» Document passage:

____

Festival de Cannes 2019

A Look on Montfermeil

Interview with cinematographer Julien Poupard, AFC, about his work on Ladj Ly’s film "Les Misérables"

par Julien Poupard

[ English ] [ français ]

Two films shot by Julien Poupard, AFC, have already won the Caméra d’or at Cannes : Party Girl, by Marie Amachoukeli, Claire Burger and Samuel Theis in 2014, and Divines, by Houda Benyamina, in 2016. Last year, he was with Pierre Salvadori’s film En liberté ! at the Directors’ Fortnight. This year, he’s back with a first film, Ladj Ly’s Les Misérables, in Official Competition at the 72nd Cannes Film Festival. (BB)

Stéphane, who has just arrived from Cherbourg, joins the Anti-Criminal Brigade of Montfermeil, in the French département of Seine-St-Denis (93). He is going to meet his new colleagues, Chris and Gwada, two experienced cops. He quickly discovers the tensions between the various groups in the area. While the men become overwhelmed during an arrest, a drone has been filming their every action…
Featuring Damien Bonnard, Alexis Manenti, Djebril Zonga and Jeanne Balibar.

Ladj Ly, à gauche, et Julien Poupard, assis au centre, sur le tournage des "Misérables" - Photo Pierre Maillis-Laval
Ladj Ly, à gauche, et Julien Poupard, assis au centre, sur le tournage des "Misérables"
Photo Pierre Maillis-Laval

Tell us about your first meeting with Ladj Ly.

Julien Poupard : The film’s producers asked me to meet Ladj. We quickly spoke about Bloody Sunday, by Paul Greengrass, and Detroit, by Kathryn Bigelow. Ladj mentioned his documentary and docu-fiction experience and wanted to base this film on it : for him, the camera is a weapon. The image must vibrate.
Soon after, I went to the locations with Ladj and the producers. I was really taken aback because I discovered a left-behind, enclaved neighbourhood, where most of the buildings were falling apart. Despite that, I also felt a lot of fervour and human warmth. There was a striking contrast. Ladj knows everyone in the Bosquets council estate, he lives there and as he says himself, “Here, this is our open-sky studio…”

Sur le tournage des "Misérables" - Photo Pierre Maillis-Laval
Sur le tournage des "Misérables"
Photo Pierre Maillis-Laval

These places are often mediatized by people who are unfamiliar with council estates. How is Ladj’s vision of the banlieue different ?

____

» To do:
**a)** How would you put this sentence from the interview about Les Misérables into French: "Soon after, I went to the locations with Ladj and the producers."?
**b)** Can you print the part of the interview about Les Misérables that begins at the words "Two films shot" and stops after "and Jeanne Balibar."?

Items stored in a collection
____

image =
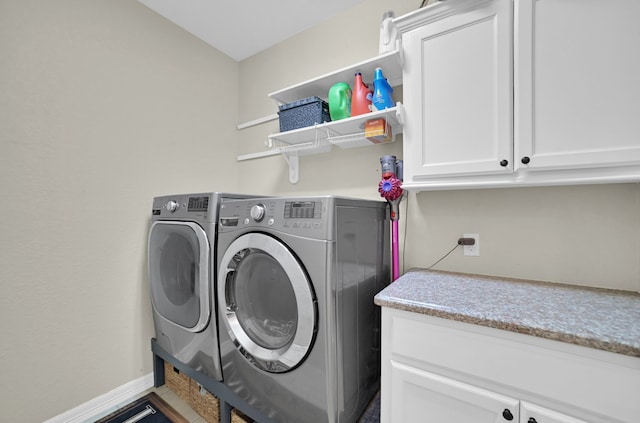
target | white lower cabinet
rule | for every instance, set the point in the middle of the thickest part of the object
(531, 413)
(436, 370)
(421, 396)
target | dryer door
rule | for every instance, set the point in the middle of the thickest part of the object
(267, 302)
(179, 259)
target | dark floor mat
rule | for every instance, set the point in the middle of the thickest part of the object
(148, 409)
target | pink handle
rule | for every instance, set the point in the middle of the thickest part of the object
(395, 253)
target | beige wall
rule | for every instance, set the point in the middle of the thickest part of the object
(103, 105)
(586, 235)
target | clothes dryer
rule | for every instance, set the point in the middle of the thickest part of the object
(299, 332)
(181, 264)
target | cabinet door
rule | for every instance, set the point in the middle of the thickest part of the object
(577, 97)
(420, 396)
(458, 92)
(531, 413)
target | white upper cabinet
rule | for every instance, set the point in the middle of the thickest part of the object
(521, 92)
(458, 95)
(577, 97)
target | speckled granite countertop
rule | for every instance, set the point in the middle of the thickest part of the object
(591, 317)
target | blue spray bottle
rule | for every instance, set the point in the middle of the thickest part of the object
(381, 98)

____

» Results for the exercise:
**a)** Peu après, je suis allé sur les lieux de tournage avec Ladj et les producteurs.

**b)**
Two films shot by Julien Poupard, AFC, have already won the Caméra d’or at Cannes : Party Girl, by Marie Amachoukeli, Claire Burger and Samuel Theis in 2014, and Divines, by Houda Benyamina, in 2016. Last year, he was with Pierre Salvadori’s film En liberté ! at the Directors’ Fortnight. This year, he’s back with a first film, Ladj Ly’s Les Misérables, in Official Competition at the 72nd Cannes Film Festival. (BB)

Stéphane, who has just arrived from Cherbourg, joins the Anti-Criminal Brigade of Montfermeil, in the French département of Seine-St-Denis (93). He is going to meet his new colleagues, Chris and Gwada, two experienced cops. He quickly discovers the tensions between the various groups in the area. While the men become overwhelmed during an arrest, a drone has been filming their every action…
Featuring Damien Bonnard, Alexis Manenti, Djebril Zonga and Jeanne Balibar.